#### TEXTO DE LA PÁGINA
* * * * *

Entre la neurosis y la psicosis, el terrorismo y la corrupción se han convertido en los dos acontecimientos por excelencia de la posmodernidad contemporánea. Ambos sucesos rompen el discurrir cotidiano, emergiendo de tal falla una consecuencia ética maniqueísta, a un lado la normalidad de la gente que asume el sistema con resignación y en la cuneta de enfrente, los otros, los asesinos que se niegan a hacer suyos los valores de la superior civilización occidental. 

No hay posibilidad de terceras vías o relatos políticos que puedan oscurecer esa dualidad extrema, si bien se intenta configurar una alternativa difusa y confusa bajo la etiqueta de populismo. Tras esa condición etérea, un auténtico cajón de sastre para apuntalar el statu quo tradicional de la derecha versus la socialdemocracia descafeinada nacida tras la segunda guerra mundial, se esconden opciones muy dispares: el fascismo clásico y los restos del naufragio de la izquierda alguna vez transformadora que intenta volver por sus fueros ataviada de nuevas teorías que ya no pretenden nada más que ofrecer un discurso bajo en calorías sin ínfulas de cambiar en profundidad las bases de un nuevo mundo.

Lo que de verdad sirve de nexo para aglutinar mayorías silenciosas a la defensiva es el miedo oscuro al atentado imprevisto en cualquier lugar del llamado mundo libre y permanecer atento a las pantallas para conocer la última fechoría escandalosa del político corrupto de turno. La realidad supera a la ficción con creces. La vida diaria se ha transformado en un inmenso escenario mediático en el que se desarrollan varios thrillers de suspense donde el espectador puede vaciar sus emociones inducidas por los medios de comunicación y volver al calor del hogar a la espera de renovadas intensidades que sacudan por enésima vez sus instintos primarios de supervivencia.

Ante tanta inmundicia terrorista o corrupta, el superviviente se siente a sí mismo como un privilegiado. O casi, porque debe pagar un precio por ello: la neurosis de autoculpabilizarse por ser incapaz de erradicar el dinero sucio que genera su silencio cómplice y el pánico causado por la responsabilidad externa de no entender la complejidad del fenómeno del horror explosivo y terminal que conlleva la acción criminal de una bomba anónima, disparos a discreción o un atropello indiscriminado.

* * * * *

#### REGISTROS ALMACENADOS
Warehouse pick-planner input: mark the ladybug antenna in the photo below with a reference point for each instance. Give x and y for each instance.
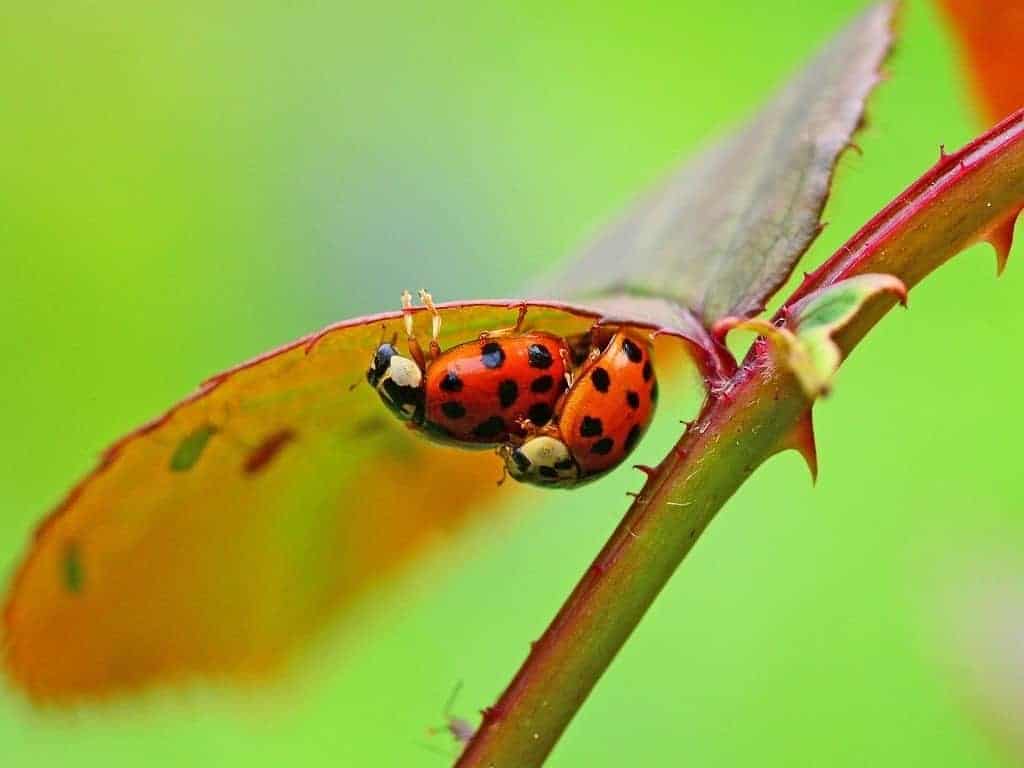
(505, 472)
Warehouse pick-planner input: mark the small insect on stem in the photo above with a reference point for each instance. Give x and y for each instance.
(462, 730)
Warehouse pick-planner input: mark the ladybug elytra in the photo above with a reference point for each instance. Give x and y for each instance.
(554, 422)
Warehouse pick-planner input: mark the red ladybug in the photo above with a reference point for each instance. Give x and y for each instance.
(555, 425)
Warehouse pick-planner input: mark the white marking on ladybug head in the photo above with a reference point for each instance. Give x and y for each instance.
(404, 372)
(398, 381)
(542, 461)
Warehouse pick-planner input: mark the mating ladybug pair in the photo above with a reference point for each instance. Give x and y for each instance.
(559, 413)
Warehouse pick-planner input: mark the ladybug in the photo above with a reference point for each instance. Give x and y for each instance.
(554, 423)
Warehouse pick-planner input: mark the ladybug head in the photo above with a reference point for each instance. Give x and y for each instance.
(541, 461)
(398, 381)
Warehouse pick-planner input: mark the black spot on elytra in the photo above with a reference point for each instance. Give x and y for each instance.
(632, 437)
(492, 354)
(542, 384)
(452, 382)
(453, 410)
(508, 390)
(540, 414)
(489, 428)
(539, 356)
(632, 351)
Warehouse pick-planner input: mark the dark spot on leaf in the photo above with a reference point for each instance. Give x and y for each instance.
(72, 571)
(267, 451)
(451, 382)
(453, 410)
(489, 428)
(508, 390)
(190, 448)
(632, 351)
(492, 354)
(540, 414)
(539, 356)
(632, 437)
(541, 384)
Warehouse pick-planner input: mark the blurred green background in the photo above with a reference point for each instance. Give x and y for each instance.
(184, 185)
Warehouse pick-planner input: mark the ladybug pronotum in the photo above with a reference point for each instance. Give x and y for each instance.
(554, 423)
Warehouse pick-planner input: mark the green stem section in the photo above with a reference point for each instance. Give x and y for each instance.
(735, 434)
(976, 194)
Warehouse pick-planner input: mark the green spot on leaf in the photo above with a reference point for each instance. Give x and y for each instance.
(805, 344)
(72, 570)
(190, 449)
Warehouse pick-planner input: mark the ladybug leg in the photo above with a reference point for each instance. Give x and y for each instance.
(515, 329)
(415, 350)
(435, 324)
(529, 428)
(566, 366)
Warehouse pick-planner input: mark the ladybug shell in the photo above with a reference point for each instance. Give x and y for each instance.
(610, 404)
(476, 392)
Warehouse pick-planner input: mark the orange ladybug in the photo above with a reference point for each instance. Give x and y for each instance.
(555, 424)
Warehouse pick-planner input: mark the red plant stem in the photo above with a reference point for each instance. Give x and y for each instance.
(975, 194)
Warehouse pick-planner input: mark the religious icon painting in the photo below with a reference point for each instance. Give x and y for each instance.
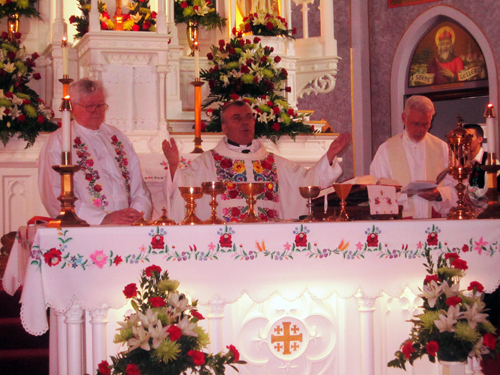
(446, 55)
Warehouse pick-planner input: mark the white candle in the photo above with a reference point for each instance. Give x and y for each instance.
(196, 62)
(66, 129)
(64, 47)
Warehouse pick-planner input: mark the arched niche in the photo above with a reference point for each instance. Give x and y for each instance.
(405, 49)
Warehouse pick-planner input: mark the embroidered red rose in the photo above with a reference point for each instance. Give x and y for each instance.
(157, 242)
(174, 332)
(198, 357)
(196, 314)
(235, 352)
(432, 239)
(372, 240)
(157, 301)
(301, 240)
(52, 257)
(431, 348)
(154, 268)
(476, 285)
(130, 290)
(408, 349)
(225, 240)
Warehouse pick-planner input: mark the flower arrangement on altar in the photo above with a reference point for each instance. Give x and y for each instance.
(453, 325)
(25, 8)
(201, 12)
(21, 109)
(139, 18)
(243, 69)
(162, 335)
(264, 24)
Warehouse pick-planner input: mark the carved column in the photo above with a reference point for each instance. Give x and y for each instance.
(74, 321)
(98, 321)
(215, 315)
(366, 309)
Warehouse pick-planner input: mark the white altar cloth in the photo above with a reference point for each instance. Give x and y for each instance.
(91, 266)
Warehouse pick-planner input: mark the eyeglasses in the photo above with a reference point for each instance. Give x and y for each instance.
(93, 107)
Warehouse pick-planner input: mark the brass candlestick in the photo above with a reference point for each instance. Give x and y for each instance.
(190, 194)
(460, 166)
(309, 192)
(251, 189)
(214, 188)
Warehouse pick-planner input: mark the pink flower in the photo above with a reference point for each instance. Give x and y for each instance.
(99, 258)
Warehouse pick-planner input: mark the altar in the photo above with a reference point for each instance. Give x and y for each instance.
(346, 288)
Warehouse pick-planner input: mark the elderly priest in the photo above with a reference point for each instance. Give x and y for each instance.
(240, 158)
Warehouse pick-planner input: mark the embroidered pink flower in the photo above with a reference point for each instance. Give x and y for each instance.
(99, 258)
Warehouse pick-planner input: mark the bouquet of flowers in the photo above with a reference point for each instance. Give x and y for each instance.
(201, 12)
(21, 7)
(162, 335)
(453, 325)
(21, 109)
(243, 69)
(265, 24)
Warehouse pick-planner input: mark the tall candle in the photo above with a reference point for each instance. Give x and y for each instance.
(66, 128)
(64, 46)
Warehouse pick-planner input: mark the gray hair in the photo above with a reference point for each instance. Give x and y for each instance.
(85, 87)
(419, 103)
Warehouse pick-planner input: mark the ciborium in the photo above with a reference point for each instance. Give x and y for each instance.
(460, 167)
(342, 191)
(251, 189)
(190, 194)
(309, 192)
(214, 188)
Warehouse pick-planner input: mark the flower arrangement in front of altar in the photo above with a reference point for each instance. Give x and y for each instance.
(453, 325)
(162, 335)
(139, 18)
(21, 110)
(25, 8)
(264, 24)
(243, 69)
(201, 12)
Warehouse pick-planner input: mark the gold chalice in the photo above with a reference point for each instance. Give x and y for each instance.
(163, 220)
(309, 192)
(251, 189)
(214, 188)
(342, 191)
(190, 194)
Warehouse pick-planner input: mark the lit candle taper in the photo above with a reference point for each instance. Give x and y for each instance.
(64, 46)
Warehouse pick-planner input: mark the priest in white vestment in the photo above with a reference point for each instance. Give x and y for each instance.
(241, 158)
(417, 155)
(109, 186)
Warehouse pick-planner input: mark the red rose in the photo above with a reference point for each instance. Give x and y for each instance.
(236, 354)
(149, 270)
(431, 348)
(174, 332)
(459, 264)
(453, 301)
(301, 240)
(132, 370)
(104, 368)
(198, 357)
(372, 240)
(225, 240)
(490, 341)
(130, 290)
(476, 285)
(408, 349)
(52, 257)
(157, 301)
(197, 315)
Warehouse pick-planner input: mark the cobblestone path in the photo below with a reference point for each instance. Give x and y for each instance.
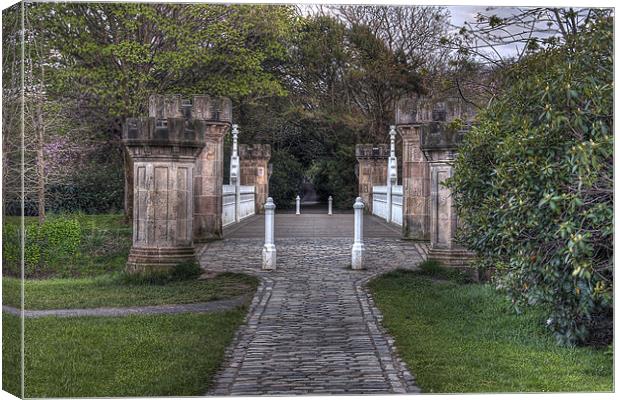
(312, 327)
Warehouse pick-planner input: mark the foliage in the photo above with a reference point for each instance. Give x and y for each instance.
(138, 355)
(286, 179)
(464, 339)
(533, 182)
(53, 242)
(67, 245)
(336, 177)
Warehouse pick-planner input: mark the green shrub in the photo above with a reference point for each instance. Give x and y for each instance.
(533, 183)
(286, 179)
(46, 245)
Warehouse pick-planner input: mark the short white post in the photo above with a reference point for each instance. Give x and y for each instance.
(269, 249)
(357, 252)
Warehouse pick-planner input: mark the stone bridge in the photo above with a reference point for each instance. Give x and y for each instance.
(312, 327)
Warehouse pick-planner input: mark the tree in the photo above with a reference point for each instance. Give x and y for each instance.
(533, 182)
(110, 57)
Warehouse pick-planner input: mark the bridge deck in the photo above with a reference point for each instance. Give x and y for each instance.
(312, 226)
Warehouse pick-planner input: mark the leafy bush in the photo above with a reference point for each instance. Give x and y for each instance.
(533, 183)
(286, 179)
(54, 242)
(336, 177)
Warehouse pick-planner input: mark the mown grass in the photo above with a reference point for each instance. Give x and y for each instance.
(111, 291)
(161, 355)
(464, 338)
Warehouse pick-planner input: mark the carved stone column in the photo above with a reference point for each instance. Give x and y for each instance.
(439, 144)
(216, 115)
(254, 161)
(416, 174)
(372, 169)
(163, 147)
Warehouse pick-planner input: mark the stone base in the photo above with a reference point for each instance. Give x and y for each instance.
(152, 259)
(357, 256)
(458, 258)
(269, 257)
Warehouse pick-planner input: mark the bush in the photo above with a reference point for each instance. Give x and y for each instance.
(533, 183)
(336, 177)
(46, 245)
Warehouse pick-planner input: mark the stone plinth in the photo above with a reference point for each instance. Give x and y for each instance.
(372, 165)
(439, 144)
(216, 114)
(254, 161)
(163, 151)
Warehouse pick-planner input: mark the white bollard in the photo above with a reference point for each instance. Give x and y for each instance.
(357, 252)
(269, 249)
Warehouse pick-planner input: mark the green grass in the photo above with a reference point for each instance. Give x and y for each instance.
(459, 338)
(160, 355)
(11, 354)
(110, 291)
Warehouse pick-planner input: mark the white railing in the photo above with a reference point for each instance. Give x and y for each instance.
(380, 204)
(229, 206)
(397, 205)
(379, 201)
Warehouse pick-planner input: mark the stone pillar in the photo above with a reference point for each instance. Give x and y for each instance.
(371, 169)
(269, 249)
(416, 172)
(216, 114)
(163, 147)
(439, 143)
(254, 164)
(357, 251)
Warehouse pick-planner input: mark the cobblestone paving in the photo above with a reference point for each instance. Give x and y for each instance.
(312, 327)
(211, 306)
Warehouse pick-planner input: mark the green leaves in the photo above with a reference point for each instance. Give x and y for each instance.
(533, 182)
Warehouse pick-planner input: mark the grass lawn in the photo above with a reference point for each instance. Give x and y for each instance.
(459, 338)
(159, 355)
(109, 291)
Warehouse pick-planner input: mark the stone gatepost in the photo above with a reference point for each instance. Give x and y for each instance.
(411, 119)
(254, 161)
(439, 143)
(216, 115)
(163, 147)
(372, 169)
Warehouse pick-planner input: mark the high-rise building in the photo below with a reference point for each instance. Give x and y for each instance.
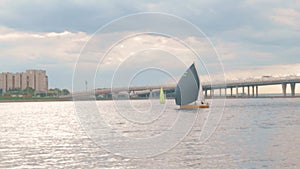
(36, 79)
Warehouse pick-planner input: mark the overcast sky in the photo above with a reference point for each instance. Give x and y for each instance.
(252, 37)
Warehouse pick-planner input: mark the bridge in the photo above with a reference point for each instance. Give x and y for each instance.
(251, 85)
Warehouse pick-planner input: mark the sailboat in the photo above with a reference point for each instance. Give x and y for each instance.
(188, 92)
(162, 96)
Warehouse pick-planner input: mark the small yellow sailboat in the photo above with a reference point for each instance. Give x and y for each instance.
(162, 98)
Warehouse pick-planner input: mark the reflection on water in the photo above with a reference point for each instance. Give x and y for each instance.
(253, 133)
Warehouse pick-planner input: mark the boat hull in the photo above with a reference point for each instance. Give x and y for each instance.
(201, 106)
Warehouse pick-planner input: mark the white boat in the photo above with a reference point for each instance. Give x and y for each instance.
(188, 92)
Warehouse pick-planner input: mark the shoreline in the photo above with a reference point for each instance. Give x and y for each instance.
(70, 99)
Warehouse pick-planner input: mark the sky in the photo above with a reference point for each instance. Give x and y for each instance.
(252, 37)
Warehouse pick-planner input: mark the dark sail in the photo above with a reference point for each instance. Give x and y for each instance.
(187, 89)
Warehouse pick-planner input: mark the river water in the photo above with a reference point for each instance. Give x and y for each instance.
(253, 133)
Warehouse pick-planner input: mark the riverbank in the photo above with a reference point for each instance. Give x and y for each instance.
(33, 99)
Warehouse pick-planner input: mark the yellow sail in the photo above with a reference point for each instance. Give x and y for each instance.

* * * * *

#### TAREAS POR REALIZAR
(a) Enumera todas las formas de acción criminal que el texto sobre terrorismo y corrupción cita tras las palabras «la acción criminal de».
(b) Indica cuántas líneas de los registros contienen la cadena "priest".
El texto y los registros proceden de fuentes distintas.

#### SOLUCIONES POR TAREA
(a) Una bomba anónima, disparos a discreción y un atropello indiscriminado.

(b) 2